Report back each line of the records that contains the string "below".

*Source data*:

/---

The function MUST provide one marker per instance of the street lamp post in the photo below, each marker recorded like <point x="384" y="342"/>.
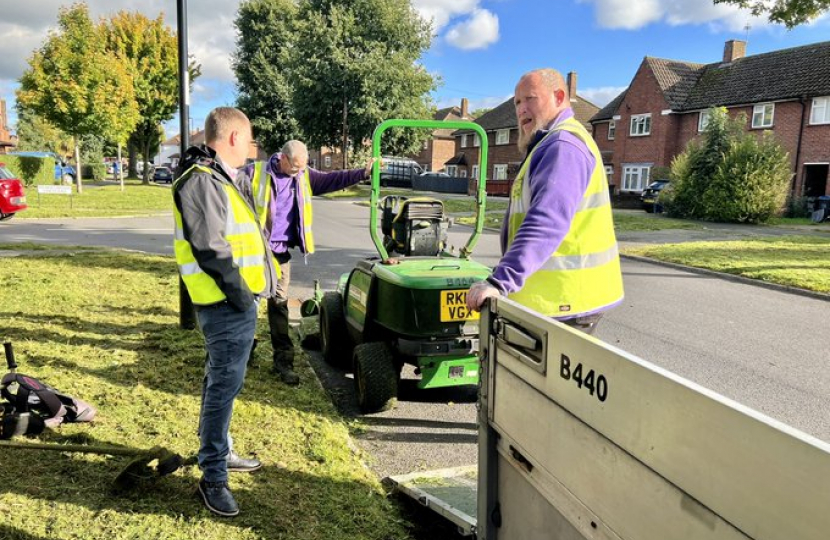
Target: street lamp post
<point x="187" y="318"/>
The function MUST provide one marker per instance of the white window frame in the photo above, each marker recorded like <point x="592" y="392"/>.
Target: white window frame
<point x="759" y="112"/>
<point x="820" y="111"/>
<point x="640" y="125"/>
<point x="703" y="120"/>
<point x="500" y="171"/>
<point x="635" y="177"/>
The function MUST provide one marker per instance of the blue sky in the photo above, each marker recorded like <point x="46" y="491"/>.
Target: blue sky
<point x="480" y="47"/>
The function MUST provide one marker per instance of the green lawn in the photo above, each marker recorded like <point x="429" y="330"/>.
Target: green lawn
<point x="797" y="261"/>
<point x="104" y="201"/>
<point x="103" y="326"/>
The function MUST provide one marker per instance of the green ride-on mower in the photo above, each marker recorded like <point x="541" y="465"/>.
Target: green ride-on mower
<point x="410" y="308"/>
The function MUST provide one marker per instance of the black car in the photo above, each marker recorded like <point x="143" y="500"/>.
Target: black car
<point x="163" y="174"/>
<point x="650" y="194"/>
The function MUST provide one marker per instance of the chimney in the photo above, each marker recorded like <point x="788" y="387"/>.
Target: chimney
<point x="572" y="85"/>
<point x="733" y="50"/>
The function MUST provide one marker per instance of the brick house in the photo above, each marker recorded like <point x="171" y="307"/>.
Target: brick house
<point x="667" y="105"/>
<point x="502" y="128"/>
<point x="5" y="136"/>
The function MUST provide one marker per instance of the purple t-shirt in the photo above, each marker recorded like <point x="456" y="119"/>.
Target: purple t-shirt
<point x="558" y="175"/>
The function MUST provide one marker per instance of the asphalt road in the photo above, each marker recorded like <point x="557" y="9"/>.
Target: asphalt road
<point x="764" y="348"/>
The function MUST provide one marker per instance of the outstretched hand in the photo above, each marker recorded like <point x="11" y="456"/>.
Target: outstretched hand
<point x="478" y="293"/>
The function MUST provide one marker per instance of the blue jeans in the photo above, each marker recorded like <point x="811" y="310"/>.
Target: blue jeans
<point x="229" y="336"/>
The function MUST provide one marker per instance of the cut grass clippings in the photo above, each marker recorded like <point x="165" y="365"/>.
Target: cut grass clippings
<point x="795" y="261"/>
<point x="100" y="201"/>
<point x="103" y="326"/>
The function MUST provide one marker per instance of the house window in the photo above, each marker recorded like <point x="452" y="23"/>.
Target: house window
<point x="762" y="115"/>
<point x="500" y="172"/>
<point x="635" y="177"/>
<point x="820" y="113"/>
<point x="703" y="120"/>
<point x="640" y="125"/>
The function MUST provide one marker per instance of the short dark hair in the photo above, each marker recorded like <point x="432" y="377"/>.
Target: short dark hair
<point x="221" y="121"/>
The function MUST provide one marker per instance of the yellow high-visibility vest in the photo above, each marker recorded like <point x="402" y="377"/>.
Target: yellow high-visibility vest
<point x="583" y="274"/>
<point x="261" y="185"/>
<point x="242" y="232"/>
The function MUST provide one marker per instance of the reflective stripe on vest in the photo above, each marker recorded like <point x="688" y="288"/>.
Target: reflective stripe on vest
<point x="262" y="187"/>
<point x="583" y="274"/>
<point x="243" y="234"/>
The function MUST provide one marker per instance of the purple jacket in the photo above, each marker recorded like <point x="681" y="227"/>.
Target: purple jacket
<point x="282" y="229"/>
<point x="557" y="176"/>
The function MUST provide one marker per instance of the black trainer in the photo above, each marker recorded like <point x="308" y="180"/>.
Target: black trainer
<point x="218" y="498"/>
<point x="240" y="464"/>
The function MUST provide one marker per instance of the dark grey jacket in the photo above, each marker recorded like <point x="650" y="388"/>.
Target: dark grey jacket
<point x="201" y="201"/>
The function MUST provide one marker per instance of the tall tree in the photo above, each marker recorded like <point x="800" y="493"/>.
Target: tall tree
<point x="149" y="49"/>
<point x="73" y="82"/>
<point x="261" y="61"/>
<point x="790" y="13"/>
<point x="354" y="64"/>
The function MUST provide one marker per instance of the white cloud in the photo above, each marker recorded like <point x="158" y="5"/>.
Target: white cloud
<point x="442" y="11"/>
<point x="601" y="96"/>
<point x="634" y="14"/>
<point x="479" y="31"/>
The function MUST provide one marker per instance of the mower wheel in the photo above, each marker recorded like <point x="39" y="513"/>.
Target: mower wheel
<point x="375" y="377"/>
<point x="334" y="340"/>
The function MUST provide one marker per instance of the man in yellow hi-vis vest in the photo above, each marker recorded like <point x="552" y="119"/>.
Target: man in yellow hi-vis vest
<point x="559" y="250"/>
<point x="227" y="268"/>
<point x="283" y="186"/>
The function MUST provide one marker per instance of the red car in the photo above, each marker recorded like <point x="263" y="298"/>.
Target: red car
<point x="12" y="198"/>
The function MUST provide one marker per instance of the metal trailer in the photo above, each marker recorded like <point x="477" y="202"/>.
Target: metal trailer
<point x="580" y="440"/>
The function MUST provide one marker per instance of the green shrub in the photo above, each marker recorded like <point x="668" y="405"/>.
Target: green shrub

\---
/---

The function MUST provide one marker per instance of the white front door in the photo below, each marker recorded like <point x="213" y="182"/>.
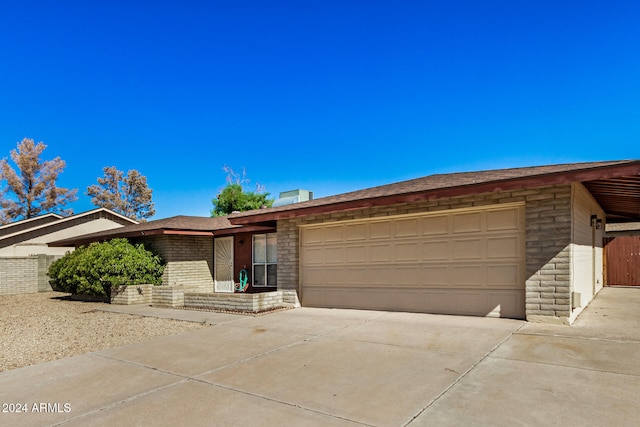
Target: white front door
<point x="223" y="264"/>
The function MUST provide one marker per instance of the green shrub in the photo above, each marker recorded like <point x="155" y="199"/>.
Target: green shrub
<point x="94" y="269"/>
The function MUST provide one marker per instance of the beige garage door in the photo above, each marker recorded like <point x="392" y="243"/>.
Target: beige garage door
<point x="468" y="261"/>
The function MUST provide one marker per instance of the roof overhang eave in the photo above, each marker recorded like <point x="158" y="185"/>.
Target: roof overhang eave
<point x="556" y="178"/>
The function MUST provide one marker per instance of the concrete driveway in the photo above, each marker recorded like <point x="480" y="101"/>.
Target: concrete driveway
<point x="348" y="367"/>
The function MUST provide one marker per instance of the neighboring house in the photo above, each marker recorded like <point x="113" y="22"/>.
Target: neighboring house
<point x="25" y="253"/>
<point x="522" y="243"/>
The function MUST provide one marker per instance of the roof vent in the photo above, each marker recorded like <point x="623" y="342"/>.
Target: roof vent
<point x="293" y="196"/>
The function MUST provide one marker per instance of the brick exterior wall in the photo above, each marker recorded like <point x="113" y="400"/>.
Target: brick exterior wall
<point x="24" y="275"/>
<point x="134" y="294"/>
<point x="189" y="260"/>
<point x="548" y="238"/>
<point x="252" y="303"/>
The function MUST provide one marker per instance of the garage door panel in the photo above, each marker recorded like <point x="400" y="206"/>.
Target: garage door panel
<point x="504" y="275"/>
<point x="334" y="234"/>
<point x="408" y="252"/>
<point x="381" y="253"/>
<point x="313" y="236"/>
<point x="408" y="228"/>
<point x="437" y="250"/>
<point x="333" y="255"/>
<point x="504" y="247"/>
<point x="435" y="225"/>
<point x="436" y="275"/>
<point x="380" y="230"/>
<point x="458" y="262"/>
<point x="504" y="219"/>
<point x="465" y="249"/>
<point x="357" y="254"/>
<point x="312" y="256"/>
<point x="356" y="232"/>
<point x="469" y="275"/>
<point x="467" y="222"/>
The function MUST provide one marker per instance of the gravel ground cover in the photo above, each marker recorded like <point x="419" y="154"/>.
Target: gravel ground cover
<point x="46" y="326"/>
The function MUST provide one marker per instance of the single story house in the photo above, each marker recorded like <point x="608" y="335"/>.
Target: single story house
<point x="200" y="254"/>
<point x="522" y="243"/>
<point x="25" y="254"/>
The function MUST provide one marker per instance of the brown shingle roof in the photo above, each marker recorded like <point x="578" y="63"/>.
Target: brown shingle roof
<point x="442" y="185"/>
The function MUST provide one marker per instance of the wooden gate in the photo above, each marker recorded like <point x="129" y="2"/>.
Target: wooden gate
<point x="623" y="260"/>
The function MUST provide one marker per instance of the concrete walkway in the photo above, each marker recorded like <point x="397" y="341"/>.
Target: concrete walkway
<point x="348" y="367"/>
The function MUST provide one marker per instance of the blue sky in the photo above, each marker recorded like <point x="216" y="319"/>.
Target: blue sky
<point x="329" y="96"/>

\---

*Output of the task*:
The function MUST provide one marker per instance of the street lamp post in the photo below, each marker recorded like <point x="384" y="342"/>.
The function MUST provide one marker per instance of the white front door in the photo below, each marker recorded like <point x="213" y="182"/>.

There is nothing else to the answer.